→ **The exercise**
Update the records by replacing every "a pin for each instance" with "one pin per instance" and keeping everything else the same. Leave the pictures out of your answer.

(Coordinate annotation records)
☆ ☆ ☆ ☆ ☆
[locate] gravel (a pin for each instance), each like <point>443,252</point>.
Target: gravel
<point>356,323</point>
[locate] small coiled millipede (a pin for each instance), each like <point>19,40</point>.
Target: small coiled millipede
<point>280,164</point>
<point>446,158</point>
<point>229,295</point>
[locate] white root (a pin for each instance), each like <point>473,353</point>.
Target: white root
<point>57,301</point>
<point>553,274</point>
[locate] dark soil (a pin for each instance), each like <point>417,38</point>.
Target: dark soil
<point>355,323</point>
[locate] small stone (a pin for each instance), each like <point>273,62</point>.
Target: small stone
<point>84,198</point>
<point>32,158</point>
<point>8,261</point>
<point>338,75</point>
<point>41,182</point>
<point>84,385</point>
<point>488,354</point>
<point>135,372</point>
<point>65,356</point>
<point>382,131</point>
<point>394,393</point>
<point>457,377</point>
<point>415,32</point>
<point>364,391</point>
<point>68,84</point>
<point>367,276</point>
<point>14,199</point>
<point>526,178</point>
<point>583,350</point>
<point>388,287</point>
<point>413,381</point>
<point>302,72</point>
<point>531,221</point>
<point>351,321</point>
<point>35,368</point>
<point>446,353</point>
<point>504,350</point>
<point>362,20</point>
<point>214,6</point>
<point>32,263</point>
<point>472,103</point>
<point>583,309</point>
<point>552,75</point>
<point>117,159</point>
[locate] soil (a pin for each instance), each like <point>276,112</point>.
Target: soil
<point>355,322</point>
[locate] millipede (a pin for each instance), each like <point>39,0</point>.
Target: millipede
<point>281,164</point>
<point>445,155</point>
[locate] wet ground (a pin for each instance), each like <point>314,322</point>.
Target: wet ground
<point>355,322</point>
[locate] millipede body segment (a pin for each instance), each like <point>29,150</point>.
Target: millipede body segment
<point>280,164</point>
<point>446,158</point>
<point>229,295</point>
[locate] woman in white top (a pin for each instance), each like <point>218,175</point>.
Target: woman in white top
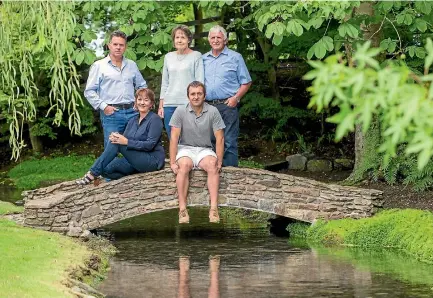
<point>181,67</point>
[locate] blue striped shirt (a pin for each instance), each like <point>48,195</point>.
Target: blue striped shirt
<point>108,84</point>
<point>224,74</point>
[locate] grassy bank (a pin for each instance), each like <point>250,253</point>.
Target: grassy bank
<point>36,263</point>
<point>30,173</point>
<point>408,230</point>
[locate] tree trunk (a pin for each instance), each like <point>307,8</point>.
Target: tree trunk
<point>372,33</point>
<point>35,141</point>
<point>272,66</point>
<point>200,43</point>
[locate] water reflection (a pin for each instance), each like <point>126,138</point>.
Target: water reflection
<point>200,262</point>
<point>184,278</point>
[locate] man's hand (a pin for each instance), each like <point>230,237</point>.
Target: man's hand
<point>219,165</point>
<point>117,138</point>
<point>174,167</point>
<point>232,101</point>
<point>109,110</point>
<point>161,112</point>
<point>161,108</point>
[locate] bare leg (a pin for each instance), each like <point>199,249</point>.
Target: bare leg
<point>182,182</point>
<point>209,164</point>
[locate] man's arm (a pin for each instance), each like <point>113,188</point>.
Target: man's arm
<point>164,86</point>
<point>244,80</point>
<point>219,147</point>
<point>92,88</point>
<point>139,82</point>
<point>174,140</point>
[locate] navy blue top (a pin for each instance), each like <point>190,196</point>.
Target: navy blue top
<point>146,136</point>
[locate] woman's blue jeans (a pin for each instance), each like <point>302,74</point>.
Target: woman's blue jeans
<point>110,166</point>
<point>168,113</point>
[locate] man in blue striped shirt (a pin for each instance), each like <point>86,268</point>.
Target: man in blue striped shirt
<point>227,79</point>
<point>111,86</point>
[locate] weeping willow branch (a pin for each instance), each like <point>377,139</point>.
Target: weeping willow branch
<point>37,36</point>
☆ ☆ ☆ ☆ ☆
→ **Worked answer**
[locate] gravel (one pin per instance), each like <point>443,252</point>.
Target: gravel
<point>356,323</point>
[locate] small coiled millipede (one pin per instance), each like <point>19,40</point>.
Target: small coiled millipede
<point>280,164</point>
<point>446,158</point>
<point>229,295</point>
[locate] white root (one pin per instance), each like <point>473,353</point>.
Target: white root
<point>57,301</point>
<point>553,274</point>
[locate] dark soil (one pin per instance), each like <point>417,38</point>.
Target: dark soil
<point>355,323</point>
[locate] small stone (one pin per instance), each like <point>273,62</point>.
Target: small stone
<point>84,198</point>
<point>32,158</point>
<point>8,261</point>
<point>338,75</point>
<point>41,182</point>
<point>84,385</point>
<point>488,354</point>
<point>135,372</point>
<point>65,356</point>
<point>382,131</point>
<point>394,393</point>
<point>457,377</point>
<point>415,32</point>
<point>364,391</point>
<point>68,84</point>
<point>367,276</point>
<point>14,199</point>
<point>526,178</point>
<point>583,350</point>
<point>388,287</point>
<point>413,381</point>
<point>302,72</point>
<point>531,221</point>
<point>351,321</point>
<point>35,368</point>
<point>446,353</point>
<point>504,350</point>
<point>362,20</point>
<point>214,6</point>
<point>32,263</point>
<point>472,103</point>
<point>583,309</point>
<point>552,75</point>
<point>117,159</point>
[locate] soil (one pin per instance), each like <point>276,112</point>.
Target: soil
<point>355,322</point>
[locate] millipede (one pin per instance), each like <point>39,0</point>.
Target: millipede
<point>281,164</point>
<point>445,155</point>
[locate] wet ground (one pin per instance), each like <point>314,322</point>.
Target: wet ground
<point>355,322</point>
[locate] millipede body segment (one pin per instance), each like <point>29,150</point>.
Target: millipede body segment
<point>280,164</point>
<point>446,158</point>
<point>229,295</point>
[locate] woman in white top (one pin per instance), each like <point>218,175</point>.
Target: woman in white top
<point>181,67</point>
[locate] blue striped shirt (one pin per instance), each like <point>48,195</point>.
Target: blue striped shirt
<point>108,84</point>
<point>224,74</point>
[locate] grassy bank (one pin per instance), each like <point>250,253</point>.
Target: grassy bank
<point>36,263</point>
<point>30,173</point>
<point>408,230</point>
[locate] tree trunk (one pin per instance), each like <point>307,8</point>.
Target: tree trunk
<point>372,33</point>
<point>35,141</point>
<point>272,66</point>
<point>200,43</point>
[locate] water reflection (one pin per instance), each like <point>126,138</point>.
Target: water reflection
<point>200,262</point>
<point>184,278</point>
[locate] man's hand (one pin per instance), each like <point>230,237</point>.
Target: man's hand
<point>219,165</point>
<point>117,138</point>
<point>174,167</point>
<point>232,101</point>
<point>109,110</point>
<point>161,112</point>
<point>161,108</point>
[locate] bare leg (one pin per instance), each like <point>199,249</point>.
Target: bare leg
<point>182,182</point>
<point>209,164</point>
[locate] man's arm (one pin per instance), each like <point>113,188</point>.
Target: man's arm
<point>164,86</point>
<point>244,80</point>
<point>219,147</point>
<point>92,88</point>
<point>139,82</point>
<point>174,140</point>
[locate] navy blue top (one pin per instance), each like <point>190,196</point>.
Target: navy blue top
<point>146,136</point>
[locate] woman's blue jeans (one pin per instance), each like <point>302,74</point>.
Target: woman's blue jeans
<point>110,166</point>
<point>168,113</point>
[locate] man in blue striped shirt (one pin per instance), each like <point>86,268</point>.
Target: man in blue striped shirt
<point>227,79</point>
<point>111,86</point>
[locate] weeping willow branch (one pin per instance), each like <point>377,139</point>.
Target: weeping willow branch
<point>37,36</point>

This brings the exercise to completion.